→ **PROBLEM TO SOLVE**:
Repeat the records. Keep every word and mark exactly as it is.

→ **RECORDS FOR THE EXERCISE**:
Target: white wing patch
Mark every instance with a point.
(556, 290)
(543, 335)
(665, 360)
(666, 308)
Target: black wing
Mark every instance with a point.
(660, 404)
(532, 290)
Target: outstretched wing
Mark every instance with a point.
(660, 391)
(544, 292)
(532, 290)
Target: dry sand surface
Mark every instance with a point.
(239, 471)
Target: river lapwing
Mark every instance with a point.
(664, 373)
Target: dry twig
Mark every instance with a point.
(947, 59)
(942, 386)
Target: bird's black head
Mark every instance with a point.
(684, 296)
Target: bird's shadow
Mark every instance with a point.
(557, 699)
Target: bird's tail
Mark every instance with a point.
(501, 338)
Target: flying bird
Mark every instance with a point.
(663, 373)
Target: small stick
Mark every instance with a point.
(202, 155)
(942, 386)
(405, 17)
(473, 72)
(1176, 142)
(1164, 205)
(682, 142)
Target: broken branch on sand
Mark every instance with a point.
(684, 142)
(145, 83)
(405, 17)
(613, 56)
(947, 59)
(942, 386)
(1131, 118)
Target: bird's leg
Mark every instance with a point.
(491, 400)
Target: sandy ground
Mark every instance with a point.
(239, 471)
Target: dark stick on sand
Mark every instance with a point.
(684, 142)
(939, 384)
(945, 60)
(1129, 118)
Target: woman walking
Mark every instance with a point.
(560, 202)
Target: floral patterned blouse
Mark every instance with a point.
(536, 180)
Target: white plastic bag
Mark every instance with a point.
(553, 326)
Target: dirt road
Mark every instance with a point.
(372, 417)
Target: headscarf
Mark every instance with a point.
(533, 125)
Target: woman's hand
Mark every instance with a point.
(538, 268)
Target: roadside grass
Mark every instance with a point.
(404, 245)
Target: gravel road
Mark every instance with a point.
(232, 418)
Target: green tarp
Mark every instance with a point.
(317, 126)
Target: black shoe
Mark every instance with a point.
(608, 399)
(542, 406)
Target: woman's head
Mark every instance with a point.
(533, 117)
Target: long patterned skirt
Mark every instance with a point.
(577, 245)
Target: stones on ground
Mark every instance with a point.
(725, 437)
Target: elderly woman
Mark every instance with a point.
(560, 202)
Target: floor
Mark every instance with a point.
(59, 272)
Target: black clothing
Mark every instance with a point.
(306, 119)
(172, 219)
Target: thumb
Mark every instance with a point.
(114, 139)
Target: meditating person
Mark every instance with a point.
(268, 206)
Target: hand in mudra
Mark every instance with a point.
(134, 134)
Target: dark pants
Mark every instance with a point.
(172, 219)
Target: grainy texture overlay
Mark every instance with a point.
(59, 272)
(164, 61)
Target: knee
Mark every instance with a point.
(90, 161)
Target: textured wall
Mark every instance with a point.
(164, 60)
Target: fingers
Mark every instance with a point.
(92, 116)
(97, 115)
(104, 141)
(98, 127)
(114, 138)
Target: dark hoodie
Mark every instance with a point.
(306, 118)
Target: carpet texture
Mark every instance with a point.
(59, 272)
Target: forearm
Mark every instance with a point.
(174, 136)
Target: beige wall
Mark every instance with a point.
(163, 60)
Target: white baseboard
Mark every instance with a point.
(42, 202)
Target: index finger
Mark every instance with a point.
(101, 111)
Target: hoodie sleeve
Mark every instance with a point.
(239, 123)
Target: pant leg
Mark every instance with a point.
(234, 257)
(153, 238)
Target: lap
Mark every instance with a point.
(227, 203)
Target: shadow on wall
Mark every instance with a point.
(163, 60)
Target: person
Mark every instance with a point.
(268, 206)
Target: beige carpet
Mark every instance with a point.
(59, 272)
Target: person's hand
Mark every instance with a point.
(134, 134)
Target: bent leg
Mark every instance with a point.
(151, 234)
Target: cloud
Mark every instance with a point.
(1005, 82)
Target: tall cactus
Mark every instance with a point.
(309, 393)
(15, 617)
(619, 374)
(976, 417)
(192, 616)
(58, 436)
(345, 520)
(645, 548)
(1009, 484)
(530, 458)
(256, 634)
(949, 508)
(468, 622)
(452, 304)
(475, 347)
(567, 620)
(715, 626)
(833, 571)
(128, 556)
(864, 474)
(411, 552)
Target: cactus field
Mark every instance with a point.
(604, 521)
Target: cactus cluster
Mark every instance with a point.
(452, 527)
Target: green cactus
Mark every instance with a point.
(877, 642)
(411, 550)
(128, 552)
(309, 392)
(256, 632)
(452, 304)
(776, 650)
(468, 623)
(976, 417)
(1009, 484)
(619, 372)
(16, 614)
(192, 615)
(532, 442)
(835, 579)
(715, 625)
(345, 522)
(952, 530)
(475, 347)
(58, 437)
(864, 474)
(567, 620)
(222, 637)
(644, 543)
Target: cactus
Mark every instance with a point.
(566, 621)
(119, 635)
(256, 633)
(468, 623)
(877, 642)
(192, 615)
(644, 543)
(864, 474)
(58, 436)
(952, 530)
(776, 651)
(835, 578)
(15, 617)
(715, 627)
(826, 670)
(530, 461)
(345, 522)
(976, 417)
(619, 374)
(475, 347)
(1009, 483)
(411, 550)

→ **TASK OUTPUT**:
Target: white wing patch
Mark every instance with a point.
(556, 290)
(543, 335)
(665, 360)
(666, 308)
Target: black wing
Mark every instance with a point.
(660, 404)
(532, 290)
Target: outstretched wing
Mark every instance with a point.
(660, 391)
(544, 292)
(532, 290)
Target: dry sand surface
Mark every instance with a point.
(239, 471)
Target: river lapwing
Mark every instance with a point.
(664, 373)
Target: dry twig
Mark every instance with a point.
(947, 59)
(942, 386)
Target: bird's black head
Mark every instance with a point.
(684, 296)
Target: bird's shadow
Mark every instance with a point.
(557, 699)
Target: bird's tail
Mark every instance with a point.
(501, 338)
Target: flying bird
Mark every instance with a point.
(663, 373)
Target: small stick
Mark every instance with a point.
(202, 155)
(942, 386)
(405, 17)
(473, 72)
(1176, 142)
(1164, 205)
(682, 142)
Target: broken branch on sand
Mark every instance with a point.
(684, 142)
(145, 83)
(405, 17)
(613, 56)
(947, 59)
(942, 386)
(1131, 118)
Target: bird's leg
Mark every instance with a point.
(491, 400)
Target: sandy ground
Mark every instance with a point.
(239, 471)
Target: dark stick on sand
Mark every instance with a point.
(684, 142)
(939, 384)
(945, 60)
(1129, 118)
Target: woman walking
Mark every instance with a point.
(560, 202)
Target: floral patterned blouse
Mark every instance with a point.
(536, 180)
Target: white plastic bag
Mark every instance with a point.
(553, 326)
Target: dirt road
Mark every instance with a point.
(372, 417)
Target: headscarf
Mark every instance with a point.
(533, 125)
Target: woman's hand
Mark every instance with a point.
(538, 268)
Target: roadside grass
Mark every instance with a point.
(404, 245)
Target: gravel road
Mark every instance with a point.
(232, 418)
Target: green tarp
Mark every instance with a point.
(317, 126)
Target: black shoe
Mark every instance with a point.
(608, 399)
(542, 406)
Target: woman's head
Mark every instance with a point.
(533, 117)
Target: long patterned skirt
Mark every instance with a point.
(577, 245)
Target: stones on ground
Mark every instance with a point.
(725, 437)
Target: elderly woman
Mark every instance with a point.
(560, 202)
Target: floor
Mark every instance with a point.
(59, 272)
Target: black clothing
Mark every instance with a point.
(306, 119)
(172, 219)
Target: thumb
Mark every instance with a point.
(114, 139)
Target: meditating person
Mark every instance with a point.
(268, 206)
Target: hand in mudra
Mark every instance with a point.
(134, 134)
Target: dark pants
Mark every instance with a point.
(172, 219)
Target: grainy texture overlay
Mark every instance with a point.
(59, 272)
(164, 61)
Target: knee
Mark every instance with a point.
(90, 161)
Target: textured wall
Mark every instance with a point.
(164, 60)
Target: fingers
Mark every instance with a point.
(92, 116)
(97, 115)
(104, 141)
(98, 127)
(114, 138)
Target: dark hoodie
Mark every instance with a point.
(306, 118)
Target: carpet texture
Mark every instance with a point.
(59, 272)
Target: forearm
Mark every instance with a point.
(174, 136)
Target: beige wall
Mark every instance with a point.
(163, 60)
Target: white baseboard
Mark every instance with a point.
(42, 202)
Target: index finger
Mark every instance with a point.
(101, 111)
Target: hoodie sleeve
Mark every instance with a point.
(239, 123)
Target: pant leg
Mark every instance with a point.
(234, 257)
(153, 238)
Target: lap
Mark every instance with a point.
(227, 203)
Target: shadow on wall
Mark every instance with a point.
(163, 60)
Target: person
Mark every instance with a point.
(268, 206)
Target: beige carpet
Mark every instance with a point.
(59, 272)
Target: person's hand
Mark every instance with a point.
(134, 134)
Target: bent leg
Mark every instance with a point.
(151, 234)
Target: cloud
Mark every instance with a point.
(1005, 82)
Target: tall cactus
Mark every instance with a point.
(309, 393)
(15, 617)
(619, 374)
(976, 417)
(192, 616)
(58, 436)
(345, 520)
(645, 548)
(1009, 484)
(530, 458)
(256, 634)
(949, 508)
(468, 622)
(452, 304)
(475, 347)
(567, 620)
(715, 626)
(833, 571)
(128, 556)
(864, 474)
(411, 552)
Target: cactus field
Mark every instance with a point.
(604, 521)
Target: cactus cluster
Mark every instance with a point.
(452, 527)
Target: green cactus
Mark every instance with a point.
(877, 642)
(411, 550)
(128, 552)
(309, 392)
(256, 632)
(452, 304)
(776, 650)
(468, 623)
(976, 417)
(1009, 484)
(619, 372)
(16, 614)
(192, 615)
(532, 442)
(835, 579)
(715, 625)
(345, 522)
(952, 530)
(475, 347)
(58, 437)
(864, 474)
(567, 620)
(222, 637)
(644, 543)
Target: cactus
Mark every instance with a point.
(566, 621)
(119, 635)
(256, 633)
(468, 623)
(877, 642)
(192, 615)
(644, 543)
(864, 474)
(58, 436)
(952, 530)
(776, 651)
(835, 578)
(15, 617)
(715, 627)
(826, 670)
(530, 461)
(345, 522)
(976, 417)
(619, 374)
(475, 347)
(1009, 483)
(411, 550)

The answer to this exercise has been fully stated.